## BEGIN The records

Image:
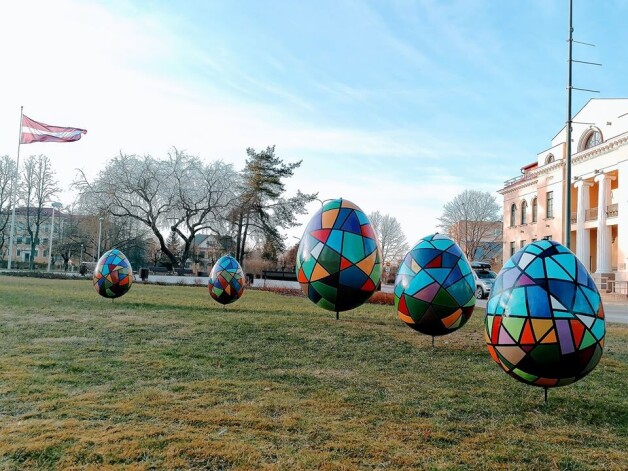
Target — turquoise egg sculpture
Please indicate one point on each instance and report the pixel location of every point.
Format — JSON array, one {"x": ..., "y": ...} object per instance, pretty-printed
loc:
[
  {"x": 434, "y": 288},
  {"x": 544, "y": 318},
  {"x": 226, "y": 280},
  {"x": 113, "y": 275},
  {"x": 338, "y": 262}
]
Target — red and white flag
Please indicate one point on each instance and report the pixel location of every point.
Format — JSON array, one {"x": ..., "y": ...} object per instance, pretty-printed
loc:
[{"x": 32, "y": 131}]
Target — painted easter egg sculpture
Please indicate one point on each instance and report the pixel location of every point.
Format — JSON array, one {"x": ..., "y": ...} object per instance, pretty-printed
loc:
[
  {"x": 226, "y": 280},
  {"x": 113, "y": 275},
  {"x": 544, "y": 319},
  {"x": 434, "y": 288},
  {"x": 338, "y": 262}
]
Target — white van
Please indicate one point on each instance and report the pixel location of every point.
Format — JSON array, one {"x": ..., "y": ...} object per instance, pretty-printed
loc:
[{"x": 484, "y": 279}]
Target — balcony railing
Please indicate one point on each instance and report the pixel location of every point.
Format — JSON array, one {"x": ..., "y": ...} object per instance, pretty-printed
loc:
[
  {"x": 612, "y": 210},
  {"x": 590, "y": 214}
]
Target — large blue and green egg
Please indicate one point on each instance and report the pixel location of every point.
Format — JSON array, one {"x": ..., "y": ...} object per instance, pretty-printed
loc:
[
  {"x": 338, "y": 262},
  {"x": 226, "y": 280},
  {"x": 434, "y": 288},
  {"x": 113, "y": 275},
  {"x": 544, "y": 319}
]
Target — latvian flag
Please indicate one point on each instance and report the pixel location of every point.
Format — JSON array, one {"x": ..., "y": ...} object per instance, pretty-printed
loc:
[{"x": 32, "y": 131}]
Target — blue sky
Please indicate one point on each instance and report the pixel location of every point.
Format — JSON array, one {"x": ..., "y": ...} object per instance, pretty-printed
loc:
[{"x": 396, "y": 105}]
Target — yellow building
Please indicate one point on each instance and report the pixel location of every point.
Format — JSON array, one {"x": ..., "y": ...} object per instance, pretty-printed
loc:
[{"x": 534, "y": 201}]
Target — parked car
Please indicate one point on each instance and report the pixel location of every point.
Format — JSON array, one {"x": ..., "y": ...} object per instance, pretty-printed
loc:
[{"x": 484, "y": 279}]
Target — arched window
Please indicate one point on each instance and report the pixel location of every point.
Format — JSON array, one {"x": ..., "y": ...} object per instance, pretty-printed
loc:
[
  {"x": 513, "y": 215},
  {"x": 593, "y": 139}
]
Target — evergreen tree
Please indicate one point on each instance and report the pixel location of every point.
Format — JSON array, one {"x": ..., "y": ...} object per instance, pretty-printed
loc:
[{"x": 264, "y": 211}]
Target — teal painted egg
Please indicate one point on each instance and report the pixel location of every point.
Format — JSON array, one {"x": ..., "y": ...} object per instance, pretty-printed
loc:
[
  {"x": 226, "y": 280},
  {"x": 338, "y": 262},
  {"x": 544, "y": 319},
  {"x": 434, "y": 288},
  {"x": 113, "y": 275}
]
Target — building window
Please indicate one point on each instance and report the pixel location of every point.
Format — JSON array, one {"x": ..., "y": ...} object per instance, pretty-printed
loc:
[
  {"x": 549, "y": 207},
  {"x": 513, "y": 215},
  {"x": 593, "y": 139}
]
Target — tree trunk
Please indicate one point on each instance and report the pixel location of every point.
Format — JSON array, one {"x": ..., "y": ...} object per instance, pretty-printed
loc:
[{"x": 243, "y": 243}]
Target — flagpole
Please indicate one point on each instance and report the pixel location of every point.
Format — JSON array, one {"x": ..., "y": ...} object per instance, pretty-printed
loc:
[{"x": 13, "y": 191}]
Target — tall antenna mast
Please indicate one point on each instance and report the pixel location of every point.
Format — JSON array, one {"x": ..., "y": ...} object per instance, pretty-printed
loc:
[
  {"x": 570, "y": 88},
  {"x": 567, "y": 216}
]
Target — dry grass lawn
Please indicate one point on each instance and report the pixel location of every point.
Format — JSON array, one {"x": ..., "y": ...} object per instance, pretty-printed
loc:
[{"x": 164, "y": 378}]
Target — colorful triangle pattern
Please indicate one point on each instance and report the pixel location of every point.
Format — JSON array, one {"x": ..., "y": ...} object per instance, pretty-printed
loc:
[
  {"x": 226, "y": 280},
  {"x": 113, "y": 275},
  {"x": 346, "y": 271},
  {"x": 545, "y": 320},
  {"x": 434, "y": 289}
]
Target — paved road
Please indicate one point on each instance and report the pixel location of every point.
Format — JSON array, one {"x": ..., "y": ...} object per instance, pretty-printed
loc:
[{"x": 614, "y": 312}]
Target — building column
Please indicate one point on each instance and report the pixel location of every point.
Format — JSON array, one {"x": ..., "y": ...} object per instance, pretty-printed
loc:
[
  {"x": 603, "y": 231},
  {"x": 583, "y": 237}
]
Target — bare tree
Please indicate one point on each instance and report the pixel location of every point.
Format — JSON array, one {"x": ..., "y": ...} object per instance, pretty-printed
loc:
[
  {"x": 38, "y": 189},
  {"x": 7, "y": 174},
  {"x": 180, "y": 194},
  {"x": 473, "y": 220},
  {"x": 391, "y": 237},
  {"x": 78, "y": 236}
]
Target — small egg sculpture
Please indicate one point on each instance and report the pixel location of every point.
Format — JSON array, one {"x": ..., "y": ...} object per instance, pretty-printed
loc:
[
  {"x": 338, "y": 262},
  {"x": 544, "y": 319},
  {"x": 434, "y": 288},
  {"x": 226, "y": 280},
  {"x": 113, "y": 275}
]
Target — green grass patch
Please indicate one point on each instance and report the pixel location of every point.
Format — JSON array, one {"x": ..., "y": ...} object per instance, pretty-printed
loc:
[{"x": 166, "y": 378}]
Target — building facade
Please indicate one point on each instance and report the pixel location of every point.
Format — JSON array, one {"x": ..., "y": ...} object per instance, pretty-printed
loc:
[
  {"x": 534, "y": 202},
  {"x": 22, "y": 238}
]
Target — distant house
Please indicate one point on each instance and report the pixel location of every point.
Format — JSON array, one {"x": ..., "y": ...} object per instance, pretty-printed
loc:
[
  {"x": 534, "y": 201},
  {"x": 482, "y": 240},
  {"x": 206, "y": 250},
  {"x": 22, "y": 239}
]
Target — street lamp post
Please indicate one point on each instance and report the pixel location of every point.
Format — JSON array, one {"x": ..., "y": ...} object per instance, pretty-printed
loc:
[
  {"x": 100, "y": 219},
  {"x": 52, "y": 225}
]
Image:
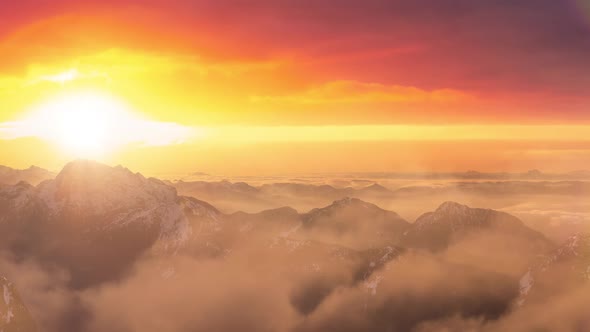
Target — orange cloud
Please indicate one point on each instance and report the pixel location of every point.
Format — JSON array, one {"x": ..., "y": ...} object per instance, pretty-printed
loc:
[{"x": 348, "y": 91}]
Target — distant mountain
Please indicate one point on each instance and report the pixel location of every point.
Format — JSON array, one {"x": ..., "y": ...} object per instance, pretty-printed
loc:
[
  {"x": 14, "y": 315},
  {"x": 452, "y": 221},
  {"x": 32, "y": 175},
  {"x": 569, "y": 263},
  {"x": 354, "y": 223}
]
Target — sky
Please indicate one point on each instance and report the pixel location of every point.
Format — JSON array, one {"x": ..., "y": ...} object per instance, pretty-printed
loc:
[{"x": 290, "y": 86}]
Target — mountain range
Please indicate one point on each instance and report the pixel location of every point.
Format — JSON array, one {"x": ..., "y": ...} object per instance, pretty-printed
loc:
[{"x": 96, "y": 221}]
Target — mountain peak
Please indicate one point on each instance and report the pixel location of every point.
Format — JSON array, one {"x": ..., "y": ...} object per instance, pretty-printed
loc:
[{"x": 452, "y": 207}]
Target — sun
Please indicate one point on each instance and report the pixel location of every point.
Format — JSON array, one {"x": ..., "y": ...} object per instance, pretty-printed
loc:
[{"x": 83, "y": 124}]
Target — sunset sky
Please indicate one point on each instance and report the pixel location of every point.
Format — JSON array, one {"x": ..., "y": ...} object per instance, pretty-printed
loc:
[{"x": 291, "y": 86}]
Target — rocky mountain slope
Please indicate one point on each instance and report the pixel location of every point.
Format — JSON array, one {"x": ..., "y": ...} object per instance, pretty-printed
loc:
[{"x": 14, "y": 316}]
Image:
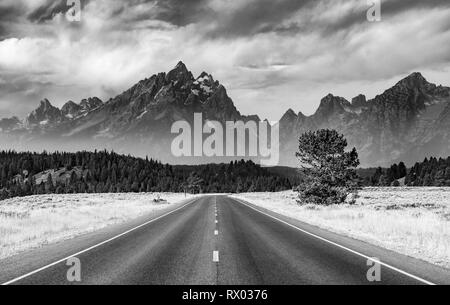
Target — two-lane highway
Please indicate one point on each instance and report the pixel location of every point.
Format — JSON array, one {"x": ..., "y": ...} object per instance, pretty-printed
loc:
[{"x": 219, "y": 240}]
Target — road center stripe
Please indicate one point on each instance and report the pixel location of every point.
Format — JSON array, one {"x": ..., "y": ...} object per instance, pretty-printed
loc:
[{"x": 216, "y": 256}]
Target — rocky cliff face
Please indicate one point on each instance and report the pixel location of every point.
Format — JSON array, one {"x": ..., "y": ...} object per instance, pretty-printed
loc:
[{"x": 407, "y": 122}]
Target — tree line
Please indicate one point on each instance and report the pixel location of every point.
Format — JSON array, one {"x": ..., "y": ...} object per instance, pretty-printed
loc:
[
  {"x": 430, "y": 172},
  {"x": 107, "y": 172}
]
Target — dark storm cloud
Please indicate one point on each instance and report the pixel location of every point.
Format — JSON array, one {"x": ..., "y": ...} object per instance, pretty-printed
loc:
[
  {"x": 257, "y": 16},
  {"x": 388, "y": 9},
  {"x": 265, "y": 16},
  {"x": 182, "y": 12}
]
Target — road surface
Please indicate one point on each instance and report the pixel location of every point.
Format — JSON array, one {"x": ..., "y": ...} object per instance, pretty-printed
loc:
[{"x": 216, "y": 240}]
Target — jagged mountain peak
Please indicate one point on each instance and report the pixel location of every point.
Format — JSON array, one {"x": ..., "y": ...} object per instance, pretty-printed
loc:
[
  {"x": 359, "y": 101},
  {"x": 91, "y": 103},
  {"x": 330, "y": 104},
  {"x": 289, "y": 116},
  {"x": 45, "y": 103},
  {"x": 179, "y": 73},
  {"x": 413, "y": 81},
  {"x": 45, "y": 114}
]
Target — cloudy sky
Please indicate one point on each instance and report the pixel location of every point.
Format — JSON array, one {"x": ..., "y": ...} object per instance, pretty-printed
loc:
[{"x": 270, "y": 54}]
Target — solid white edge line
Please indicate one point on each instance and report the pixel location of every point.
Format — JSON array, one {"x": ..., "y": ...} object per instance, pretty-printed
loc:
[
  {"x": 96, "y": 246},
  {"x": 338, "y": 245},
  {"x": 215, "y": 256}
]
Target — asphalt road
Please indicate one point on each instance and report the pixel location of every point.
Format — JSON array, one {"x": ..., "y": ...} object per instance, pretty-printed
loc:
[{"x": 216, "y": 240}]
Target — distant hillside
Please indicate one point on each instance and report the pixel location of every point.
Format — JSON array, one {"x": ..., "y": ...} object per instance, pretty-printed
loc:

## END The records

Problem:
Copy word for word the stretch of lines from the one that contains "Target — dark storm cloud" through the end of the lines.

Solution for this task:
Target — dark storm cloud
Please indicate one point on each instance and report the pixel location of every point.
Format — JSON array, one {"x": ..., "y": ...} object per instance, pretty-printed
loc:
[
  {"x": 257, "y": 16},
  {"x": 388, "y": 9},
  {"x": 265, "y": 16},
  {"x": 182, "y": 12}
]
Target — road surface
Please indicate one point on each instance and report the pixel location of every point.
Format — JSON array, one {"x": ..., "y": ...} object per instance, pretty-printed
loc:
[{"x": 216, "y": 240}]
Target — jagged mountain peak
Please indicate one point on each instance and report the pixel location of every point.
Format — JSON array, one {"x": ..., "y": ...} object per instance, pretty-printed
loc:
[
  {"x": 359, "y": 101},
  {"x": 91, "y": 103},
  {"x": 330, "y": 104},
  {"x": 289, "y": 116},
  {"x": 45, "y": 103},
  {"x": 179, "y": 73},
  {"x": 413, "y": 81},
  {"x": 45, "y": 114}
]
Target — cloudy sky
Please indicate one point on each instance and report the pixel location of every point.
Format — JSON array, one {"x": ..., "y": ...} object per instance, pretty-printed
loc:
[{"x": 270, "y": 54}]
Target — solid white edge line
Please indicate one point on each instance and report the pixel location of every point.
Format — JSON array, one {"x": ..., "y": ...} object per instance, pretty-printed
loc:
[
  {"x": 96, "y": 246},
  {"x": 338, "y": 245},
  {"x": 215, "y": 256}
]
Target — asphalt road
Please indicate one point on each instance and report the pixel location of every point.
Format — JSON array, one {"x": ..., "y": ...} object per instance, pretty-printed
loc:
[{"x": 216, "y": 240}]
Target — distant hillside
Please indicate one point on each instance and report the pixel location of every point.
Format — JSON array, one {"x": ..., "y": ...} object per instance, pretty-printed
loc:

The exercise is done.